TEXT BLOCK:
┄┄┄┄┄┄┄┄┄┄
###### Part 5 of my Mapping the Kalam series.

Premise 2 of Craig & Sinclair’s Kalam Cosmological Argument is:

The universe began to exist.

They support this premise with evidence from physical cosmology, and also from the philosophy of mathematics. For the latter, they provide this supporting argument:

2.11. An actual infinite cannot exist.

2.12. An inﬁnite temporal regress of events is an actual inﬁnite.

2.13. Therefore, an infinite temporal regress of events cannot exist.

Last time, I made some clarifications and pointed out that…

…a Realist might say that there is an actually infinite number of mathematical objects, and because mathematical objects really exist, this disproves premise 2.11. But to do this, the Realist is going to have to rebut the arguments for Anti-Realism coming from Conventionalists, Deductivists, Fictionalists, Structuralists, Constructibilists, and Figuralists.

Craig & Sinclair leave the Realist with this rather difficult task, and move on to support premise 2.11 “by way of thought experiments that illustrate the various absurdities that would result if an actual inﬁnite were to be instantiated in the real world.”

The first such thought experiment is that of Hilbert’s Hotel.

Imagine a hotel with a finite number of rooms. Say, 500 rooms. And all the rooms are taken. A new guest arrives and asks for a room, and the owner says, “Sorry, all the rooms are taken.” End of story.

But now let’s imagine a hotel with an *infinite* number of rooms, and suppose once more that *all the rooms are taken*. A new guest asks for a room, and the owner says, “But of course! Come on in.” The owner then shifts the person in room #1 to room #2, the person in room #2 to room #3, and so on – into infinity. He then places the new guest in room #1.

How did this happen? All the rooms were full, and yet the guest checked in to room #1. What is more, we added a new guest, didn’t lose any guests, and yet there are *the same number of guests*! Their number is, specifically, infinite.

It gets stranger. The next day, an *infinity* of new guests arrive, asking for rooms. “But of course!” says the owner, who shifts the person in room #1 into room #2, the person in room #2 to room #4, the person in room #3 to room #6, and so on. He moves each person to the room that is numbered double his original room number. Because doubles of integers are always even, every person in the hotel is in an even-numbered room. The infinite number of new guests now check in to the odd-numbered rooms. And yet, before they came, all the rooms were occupied! And yet the number of guests in Hilbert’s Hotel is the same as before: their number is infinite.
┄┄┄┄┄┄┄┄┄┄
MATERIAL SUPPLIED:
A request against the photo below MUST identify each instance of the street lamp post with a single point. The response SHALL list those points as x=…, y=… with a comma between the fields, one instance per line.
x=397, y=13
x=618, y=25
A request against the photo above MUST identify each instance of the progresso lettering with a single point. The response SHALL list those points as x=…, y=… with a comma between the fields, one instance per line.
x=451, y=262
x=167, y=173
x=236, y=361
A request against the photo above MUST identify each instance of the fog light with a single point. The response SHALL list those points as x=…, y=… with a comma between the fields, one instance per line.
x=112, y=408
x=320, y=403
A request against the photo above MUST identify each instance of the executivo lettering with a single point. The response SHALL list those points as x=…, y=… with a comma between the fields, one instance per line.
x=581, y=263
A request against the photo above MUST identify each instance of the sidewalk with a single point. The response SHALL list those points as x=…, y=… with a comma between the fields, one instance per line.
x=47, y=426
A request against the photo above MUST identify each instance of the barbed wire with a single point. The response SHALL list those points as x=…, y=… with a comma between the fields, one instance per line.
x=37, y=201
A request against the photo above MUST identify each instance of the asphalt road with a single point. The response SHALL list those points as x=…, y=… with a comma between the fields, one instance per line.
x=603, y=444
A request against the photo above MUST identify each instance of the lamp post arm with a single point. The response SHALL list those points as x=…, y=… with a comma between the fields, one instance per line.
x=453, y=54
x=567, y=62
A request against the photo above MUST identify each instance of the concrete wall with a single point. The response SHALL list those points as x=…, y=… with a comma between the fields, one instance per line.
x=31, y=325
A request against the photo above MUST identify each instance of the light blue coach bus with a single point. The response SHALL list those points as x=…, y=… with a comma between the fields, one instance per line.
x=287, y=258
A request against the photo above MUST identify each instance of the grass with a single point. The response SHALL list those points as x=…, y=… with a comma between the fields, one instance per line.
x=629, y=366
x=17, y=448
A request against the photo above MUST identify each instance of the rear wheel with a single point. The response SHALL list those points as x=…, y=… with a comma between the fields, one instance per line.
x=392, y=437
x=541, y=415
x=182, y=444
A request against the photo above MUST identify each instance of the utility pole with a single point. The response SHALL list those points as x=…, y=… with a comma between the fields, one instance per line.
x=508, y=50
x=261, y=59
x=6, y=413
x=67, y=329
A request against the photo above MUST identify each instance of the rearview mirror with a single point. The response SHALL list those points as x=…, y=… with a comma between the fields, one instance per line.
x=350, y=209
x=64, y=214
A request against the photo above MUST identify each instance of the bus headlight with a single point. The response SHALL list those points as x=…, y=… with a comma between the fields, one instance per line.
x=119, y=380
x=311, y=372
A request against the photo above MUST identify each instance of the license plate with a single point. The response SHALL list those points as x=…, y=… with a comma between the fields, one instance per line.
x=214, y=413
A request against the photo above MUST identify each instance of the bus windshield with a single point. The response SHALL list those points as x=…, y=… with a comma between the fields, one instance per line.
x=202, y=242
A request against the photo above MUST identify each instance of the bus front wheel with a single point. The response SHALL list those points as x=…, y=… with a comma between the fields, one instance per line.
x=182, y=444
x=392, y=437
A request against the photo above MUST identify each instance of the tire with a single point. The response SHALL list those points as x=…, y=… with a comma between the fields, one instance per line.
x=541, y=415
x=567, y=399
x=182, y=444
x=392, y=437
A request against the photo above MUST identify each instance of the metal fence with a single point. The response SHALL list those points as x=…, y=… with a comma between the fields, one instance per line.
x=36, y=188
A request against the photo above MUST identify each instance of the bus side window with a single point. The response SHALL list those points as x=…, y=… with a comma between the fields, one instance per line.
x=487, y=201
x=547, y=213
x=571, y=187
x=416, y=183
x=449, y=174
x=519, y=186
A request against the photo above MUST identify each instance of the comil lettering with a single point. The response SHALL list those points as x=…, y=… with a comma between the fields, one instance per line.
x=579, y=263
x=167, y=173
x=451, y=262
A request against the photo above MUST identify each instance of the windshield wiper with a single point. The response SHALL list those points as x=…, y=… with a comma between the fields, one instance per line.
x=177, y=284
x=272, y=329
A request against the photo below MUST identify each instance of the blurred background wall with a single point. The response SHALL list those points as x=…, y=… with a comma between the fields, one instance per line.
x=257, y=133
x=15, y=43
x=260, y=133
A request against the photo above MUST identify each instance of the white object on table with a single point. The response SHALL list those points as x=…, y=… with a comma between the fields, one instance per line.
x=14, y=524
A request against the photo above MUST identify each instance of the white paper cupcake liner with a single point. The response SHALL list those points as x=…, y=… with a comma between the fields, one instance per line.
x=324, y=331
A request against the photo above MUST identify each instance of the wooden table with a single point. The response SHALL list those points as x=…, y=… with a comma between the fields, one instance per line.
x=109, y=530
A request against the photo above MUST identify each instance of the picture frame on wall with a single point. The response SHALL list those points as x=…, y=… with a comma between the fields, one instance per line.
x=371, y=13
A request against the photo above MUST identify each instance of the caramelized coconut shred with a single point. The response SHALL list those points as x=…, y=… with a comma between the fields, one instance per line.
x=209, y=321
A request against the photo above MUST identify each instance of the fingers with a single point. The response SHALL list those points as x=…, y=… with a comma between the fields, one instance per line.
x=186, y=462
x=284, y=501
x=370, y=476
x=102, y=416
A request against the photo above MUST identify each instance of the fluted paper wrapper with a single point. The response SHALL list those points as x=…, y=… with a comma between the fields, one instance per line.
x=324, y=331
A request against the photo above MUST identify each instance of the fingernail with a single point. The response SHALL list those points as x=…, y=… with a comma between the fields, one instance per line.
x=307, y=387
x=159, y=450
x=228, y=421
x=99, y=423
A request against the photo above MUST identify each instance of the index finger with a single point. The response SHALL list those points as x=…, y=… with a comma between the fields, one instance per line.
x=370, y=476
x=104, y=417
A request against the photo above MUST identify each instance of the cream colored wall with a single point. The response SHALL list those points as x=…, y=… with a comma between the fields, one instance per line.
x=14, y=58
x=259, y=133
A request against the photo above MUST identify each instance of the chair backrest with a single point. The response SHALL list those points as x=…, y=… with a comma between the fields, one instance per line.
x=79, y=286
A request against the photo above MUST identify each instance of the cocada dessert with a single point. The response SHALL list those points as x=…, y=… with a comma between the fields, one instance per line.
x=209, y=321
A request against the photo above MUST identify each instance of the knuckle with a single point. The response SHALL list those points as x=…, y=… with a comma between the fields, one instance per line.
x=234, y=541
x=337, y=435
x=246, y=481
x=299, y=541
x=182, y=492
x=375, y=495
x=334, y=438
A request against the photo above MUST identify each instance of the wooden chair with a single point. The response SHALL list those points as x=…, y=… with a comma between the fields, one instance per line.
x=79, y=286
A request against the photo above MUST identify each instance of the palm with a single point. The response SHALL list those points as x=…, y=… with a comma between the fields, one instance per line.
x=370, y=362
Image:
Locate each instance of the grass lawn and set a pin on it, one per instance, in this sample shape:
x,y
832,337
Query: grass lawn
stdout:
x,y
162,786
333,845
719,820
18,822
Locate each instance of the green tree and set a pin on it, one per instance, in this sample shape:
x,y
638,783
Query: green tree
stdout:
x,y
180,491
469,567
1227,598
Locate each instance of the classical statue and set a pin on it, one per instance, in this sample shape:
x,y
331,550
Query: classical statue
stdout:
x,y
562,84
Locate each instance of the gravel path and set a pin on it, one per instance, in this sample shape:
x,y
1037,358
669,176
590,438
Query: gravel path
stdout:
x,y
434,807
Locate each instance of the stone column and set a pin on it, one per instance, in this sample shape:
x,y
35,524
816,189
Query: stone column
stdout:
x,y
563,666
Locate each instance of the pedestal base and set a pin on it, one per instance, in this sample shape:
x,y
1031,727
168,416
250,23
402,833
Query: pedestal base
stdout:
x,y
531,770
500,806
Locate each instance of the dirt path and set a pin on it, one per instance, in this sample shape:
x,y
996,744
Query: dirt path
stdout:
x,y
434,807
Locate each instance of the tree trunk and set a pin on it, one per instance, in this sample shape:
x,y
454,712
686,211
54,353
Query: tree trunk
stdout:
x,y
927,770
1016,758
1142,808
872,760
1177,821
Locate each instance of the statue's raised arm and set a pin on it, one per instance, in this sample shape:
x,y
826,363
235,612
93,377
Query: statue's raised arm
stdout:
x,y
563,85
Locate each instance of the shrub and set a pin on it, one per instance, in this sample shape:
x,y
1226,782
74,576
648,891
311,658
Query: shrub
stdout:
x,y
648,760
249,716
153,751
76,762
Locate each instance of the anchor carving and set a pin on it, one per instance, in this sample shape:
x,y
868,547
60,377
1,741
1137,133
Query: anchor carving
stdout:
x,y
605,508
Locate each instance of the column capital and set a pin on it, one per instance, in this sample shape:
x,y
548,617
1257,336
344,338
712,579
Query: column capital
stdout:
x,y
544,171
┄┄┄┄┄┄┄┄┄┄
ACTIONS TO TAKE:
a - In the Kalam post, why does every guest already in Hilbert's Hotel end up in an even-numbered room when the infinity of new guests arrives?
b - Retype the Kalam post word for word between "Premise 2 of" and "an actual inﬁnite.", inclusive.

SOLUTIONS TO THE PROBLEMS:
a - The owner moves each guest to the room whose number is double that guest's original room number. Because the double of any integer is always even, every existing guest lands in an even-numbered room. This frees the odd-numbered rooms for the new guests.

b -
Premise 2 of Craig & Sinclair’s Kalam Cosmological Argument is:

The universe began to exist.

They support this premise with evidence from physical cosmology, and also from the philosophy of mathematics. For the latter, they provide this supporting argument:

2.11. An actual infinite cannot exist.

2.12. An inﬁnite temporal regress of events is an actual inﬁnite.